**Tarefa 1**
Retorne, sem alterações, a parte do texto sobre a mãe que começa em "Um dia ela chegou" e termina em "de Brigitte Bardot.".
**Tarefa 2**
Leve adiante o texto sobre a mãe a partir do ponto em que ele para.

**Trecho**
##############################

Minha mãe encontrou umas fotos antigas da gente na praia. Eu uma criança alérgica, angustiada, sempre com enjoo. Ela, de asa delta, exibindo sem maiores questionamentos tudo o que tinha conseguido nas horas diárias na academia. Lembro que as conversas, em muitos verões que passamos agarradas, sempre se resumiam a coisas do tipo "mãe, se a gente comer essas comidas da praia, pode morrer?" e ela respondia algo como "morre quem passa vontade" e comprava sacos gigantes de camarões fritos e os detonava com luxúria, urgência e casca (foi internada uma vez, num pronto-socorro podre de Ubatuba). Mamy era uma força espetacular da natureza enquanto eu, aos nove anos, já era fóbica e estranha.

Um dia ela chegou em casa contando que, ao sair do trabalho, minissaia coladinha, saltos muito altos, decote nos seios esplendorosos, cabelão Farrah Fawcett, foi responsável por um acidente de carros na avenida Celso Garcia. Eles colidiram ao vê-la passar. Ela chegou narrando a cena, preocupada. Tá bom que ela tava preocupada! Adorou. Meu pai dizia "se você sair por essa porta, eu pulo pela janela". Ela saiu e ele não pulou, mas até hoje fica nervoso quando ela chega. Minha mãe tem 1,5 metro de altura (e agora, com quase 70 anos, deve estar ainda mais baixinha), mas nunca causou emoções pequenas por onde passou. Sempre foi um demônio da Tasmânia disfarçado de Brigitte Bardot.

##############################

**Dados de entrada**
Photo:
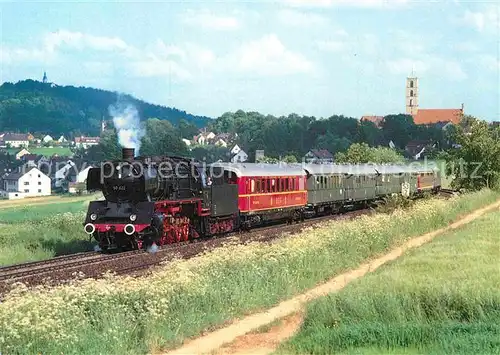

##############################

**Resposta 1**
Um dia ela chegou em casa contando que, ao sair do trabalho, minissaia coladinha, saltos muito altos, decote nos seios esplendorosos, cabelão Farrah Fawcett, foi responsável por um acidente de carros na avenida Celso Garcia. Eles colidiram ao vê-la passar. Ela chegou narrando a cena, preocupada. Tá bom que ela tava preocupada! Adorou. Meu pai dizia "se você sair por essa porta, eu pulo pela janela". Ela saiu e ele não pulou, mas até hoje fica nervoso quando ela chega. Minha mãe tem 1,5 metro de altura (e agora, com quase 70 anos, deve estar ainda mais baixinha), mas nunca causou emoções pequenas por onde passou. Sempre foi um demônio da Tasmânia disfarçado de Brigitte Bardot.

**Resposta 2**
Aos cinquenta e muitos, decidiu fazer um lifting facial e se internou numa clínica. Eu fui com ela, achando que era uma besteirinha de meia hora. Tipo tirar uma pinta. Ela então mandou a real: "Vão descolar a pele do meu rosto e costurar de novo". O médico explicou que a cirurgia duraria aproximadamente seis horas e que por algumas semanas eu precisaria ajudar, tipo dar sopa na boca. Mamy ficou parecendo uma sobrevivente de atropelamento de trem por longos meses. Quando fui buscá-la na clínica, a enfermeira teve que me segurar. Minha perna falseou. O que tinham feito com minha deusa? Até que um dia ela acordou maravilhosa, com quarenta anos de novo. Ameaçou processar o médico por ter lhe "deixado uma orelha estranha", mas era só mais do mesmo: tá sempre arrumando uma encrenca.

Ela vai ler esse texto e brigar comigo. Você me descreveu como fútil! Você não contou que eu trabalhava 500 horas por dia com os dois túneis do carpo operados pra te dar tudo o que você queria! Que abri mão de muitos relacionamentos porque filho é filho! Tá contado, mãe (sim, leitores, faço terapia há mais de quinze anos). Mas é que, apesar de tudo isso, o que eu lembro com mais carinho é da minha obsessão estética por você. Eu sentada no chão do banheiro te vendo tomar banho. Eu tentando beijar sua boca enquanto você dormia. Não sei como não sou lésbica. Aliás, acho que sou. Todo mundo é.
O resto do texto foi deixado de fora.